● TASK DETAILS
Substitute "fence post" for "railing post" throughout the records below, and keep every other word unchanged.

· · · · ·

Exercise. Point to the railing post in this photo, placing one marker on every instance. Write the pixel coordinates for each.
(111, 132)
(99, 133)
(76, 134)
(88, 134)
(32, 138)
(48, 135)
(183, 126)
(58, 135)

· · · · ·

● RESPONSE TO THE EXERCISE
Exercise. Point to the fence post in this photo, placing one marker on every instance. Write the pixel coordinates for each.
(111, 132)
(99, 133)
(76, 134)
(88, 134)
(32, 138)
(48, 135)
(183, 126)
(58, 135)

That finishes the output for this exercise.